== Passage ==
────────────────
I'm using a piece of code (found else where on this site) that checks endianness at runtime.
static bool isLittleEndian()
{
short int number = 0x1;
char *numPtr = (char*)&number;
std::cout << numPtr << std::endl;
std::cout << *numPtr << std::endl;
return (numPtr[0] == 1);
}
When in debug mode, the value numPtr looks like this: 0x7fffffffe6ee "\001"
I assume the first hexadecimal part is the pointer's memory address, and the second part is the value it holds. I'm know that \0 is null termination in old-style C++, but why is it at the front? Is it to do with endianness?
On a little-endian machine: 01 the first byte and therefore least significant (byte place 0), and \0 the second byte/final byte (byte place 1)?
In addition, the cout statements do not print the pointer address or it's value. Reasons for this?
The others have given you a clear answer to what "\000" means, so this is an answer to your question:
On a little-endian machine: 01 the first byte and therefore least significant (byte place 0), and \0 the second byte/final byte (byte place 1)?
Yes, this is correct. Of you look at value like 0x1234, it consists of two bytes, the high part 0x12 and the low part 0x34. The term "little endian" means that the low part is stored first in memory:
addr: 0x34
addr+1: 0x12
Did you known that the term "endian" predated the computer industry? It was originally used by Jonathan Swift in his book Gulliver's Travels, where it described if people were eating the egg from the pointy or the round end.
────────────────
== Your instructions ==
Write the next part of the endianness thread, starting after its last sentence.

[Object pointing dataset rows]
────────────────
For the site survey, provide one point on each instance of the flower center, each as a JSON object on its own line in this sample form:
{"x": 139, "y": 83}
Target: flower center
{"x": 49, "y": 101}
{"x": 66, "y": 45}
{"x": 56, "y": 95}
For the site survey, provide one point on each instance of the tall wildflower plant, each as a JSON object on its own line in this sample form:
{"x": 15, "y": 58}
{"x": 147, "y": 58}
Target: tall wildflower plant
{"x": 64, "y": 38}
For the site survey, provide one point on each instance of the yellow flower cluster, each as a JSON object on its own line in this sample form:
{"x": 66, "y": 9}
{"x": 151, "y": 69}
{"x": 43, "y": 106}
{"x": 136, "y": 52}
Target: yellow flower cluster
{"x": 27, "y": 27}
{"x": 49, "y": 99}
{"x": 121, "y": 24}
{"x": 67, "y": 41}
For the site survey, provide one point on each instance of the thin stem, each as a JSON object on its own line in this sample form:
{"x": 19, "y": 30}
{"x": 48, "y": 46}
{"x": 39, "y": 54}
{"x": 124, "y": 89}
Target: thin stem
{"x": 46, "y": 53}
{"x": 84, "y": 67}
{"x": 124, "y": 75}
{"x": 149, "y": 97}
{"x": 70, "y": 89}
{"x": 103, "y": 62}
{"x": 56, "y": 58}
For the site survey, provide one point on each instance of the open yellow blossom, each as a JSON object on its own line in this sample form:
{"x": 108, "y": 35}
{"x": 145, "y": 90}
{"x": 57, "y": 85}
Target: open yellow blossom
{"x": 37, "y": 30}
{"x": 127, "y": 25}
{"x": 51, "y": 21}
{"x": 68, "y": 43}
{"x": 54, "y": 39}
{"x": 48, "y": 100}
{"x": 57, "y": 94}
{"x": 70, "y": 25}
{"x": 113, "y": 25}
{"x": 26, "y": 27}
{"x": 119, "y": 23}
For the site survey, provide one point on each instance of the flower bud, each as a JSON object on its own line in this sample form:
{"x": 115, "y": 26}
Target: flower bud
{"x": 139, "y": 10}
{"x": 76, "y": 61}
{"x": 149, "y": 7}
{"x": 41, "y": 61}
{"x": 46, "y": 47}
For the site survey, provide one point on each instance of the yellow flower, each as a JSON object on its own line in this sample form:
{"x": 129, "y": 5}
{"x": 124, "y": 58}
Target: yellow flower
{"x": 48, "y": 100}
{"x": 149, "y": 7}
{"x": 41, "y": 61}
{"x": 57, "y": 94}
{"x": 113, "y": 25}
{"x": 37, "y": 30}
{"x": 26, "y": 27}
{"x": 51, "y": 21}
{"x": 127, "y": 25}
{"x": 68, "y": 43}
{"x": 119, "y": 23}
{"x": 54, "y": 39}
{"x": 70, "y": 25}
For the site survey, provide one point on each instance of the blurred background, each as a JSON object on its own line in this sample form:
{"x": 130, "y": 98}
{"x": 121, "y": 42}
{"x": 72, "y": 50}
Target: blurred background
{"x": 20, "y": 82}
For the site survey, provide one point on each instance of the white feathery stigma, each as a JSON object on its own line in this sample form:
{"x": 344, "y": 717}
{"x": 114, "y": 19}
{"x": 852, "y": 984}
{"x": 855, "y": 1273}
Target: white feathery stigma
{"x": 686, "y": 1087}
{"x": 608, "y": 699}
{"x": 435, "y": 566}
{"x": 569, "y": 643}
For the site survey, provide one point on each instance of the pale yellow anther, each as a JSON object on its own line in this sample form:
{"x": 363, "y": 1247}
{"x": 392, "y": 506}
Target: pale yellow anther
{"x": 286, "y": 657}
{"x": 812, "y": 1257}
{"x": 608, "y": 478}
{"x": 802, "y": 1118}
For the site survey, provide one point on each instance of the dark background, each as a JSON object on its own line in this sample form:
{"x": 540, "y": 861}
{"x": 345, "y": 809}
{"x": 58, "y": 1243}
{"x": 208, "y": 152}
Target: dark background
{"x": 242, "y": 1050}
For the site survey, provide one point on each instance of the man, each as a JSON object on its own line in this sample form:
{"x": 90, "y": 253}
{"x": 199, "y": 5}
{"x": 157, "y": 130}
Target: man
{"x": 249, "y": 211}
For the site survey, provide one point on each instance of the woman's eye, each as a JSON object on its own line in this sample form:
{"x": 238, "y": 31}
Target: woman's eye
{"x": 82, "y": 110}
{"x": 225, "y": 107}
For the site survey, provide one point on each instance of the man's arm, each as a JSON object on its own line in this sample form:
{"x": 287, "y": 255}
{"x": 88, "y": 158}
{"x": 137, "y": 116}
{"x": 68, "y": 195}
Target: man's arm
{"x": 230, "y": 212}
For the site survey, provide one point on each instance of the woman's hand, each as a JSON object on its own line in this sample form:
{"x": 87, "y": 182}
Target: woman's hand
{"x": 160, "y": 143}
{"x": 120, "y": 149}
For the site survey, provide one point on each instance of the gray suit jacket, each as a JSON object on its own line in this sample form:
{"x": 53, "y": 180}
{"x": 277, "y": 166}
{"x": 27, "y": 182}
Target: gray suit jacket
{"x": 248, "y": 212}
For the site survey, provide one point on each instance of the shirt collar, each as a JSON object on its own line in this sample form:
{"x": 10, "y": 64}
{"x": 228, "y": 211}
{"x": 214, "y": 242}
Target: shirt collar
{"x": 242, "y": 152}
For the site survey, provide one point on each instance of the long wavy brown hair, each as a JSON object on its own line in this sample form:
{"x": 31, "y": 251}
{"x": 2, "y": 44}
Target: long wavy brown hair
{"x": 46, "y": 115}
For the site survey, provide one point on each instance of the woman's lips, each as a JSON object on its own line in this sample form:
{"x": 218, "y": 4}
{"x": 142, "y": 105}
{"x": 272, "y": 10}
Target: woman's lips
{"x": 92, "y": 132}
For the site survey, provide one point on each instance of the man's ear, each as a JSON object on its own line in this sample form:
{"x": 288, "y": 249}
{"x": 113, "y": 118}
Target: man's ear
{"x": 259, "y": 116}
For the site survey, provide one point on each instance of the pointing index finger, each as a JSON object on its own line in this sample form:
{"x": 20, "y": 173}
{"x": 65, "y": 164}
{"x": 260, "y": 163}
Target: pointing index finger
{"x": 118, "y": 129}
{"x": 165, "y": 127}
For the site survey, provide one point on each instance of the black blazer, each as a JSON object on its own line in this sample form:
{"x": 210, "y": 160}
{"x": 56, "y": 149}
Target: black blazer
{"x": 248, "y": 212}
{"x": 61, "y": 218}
────────────────
== In response ==
the easiest way to check for endianness is to let the system do it for you:
if (htonl(0xFFFF0000)==0xFFFF0000) printf("Big endian");
else printf("Little endian");
That's not a \0 followed by "01", it's the single character \001, which represents the number 1 in octal. That's the only byte "in" your string. There's another byte after it with the value zero, but you don't see that since it's treated as the string terminator.
For starters: this type of function is totally worthless: on a machine
where sizeof(int) is 4, there are 24 possible byte orders. Most, of
course, don't make sense, but I've seen at least three. And endianness
isn't the only thing which affects integer representation. If you have
an int, and you want to get the low order 8 bits, use intValue &
0xFF, for the next 8 bits, (intValue >> 8) & 0xFF.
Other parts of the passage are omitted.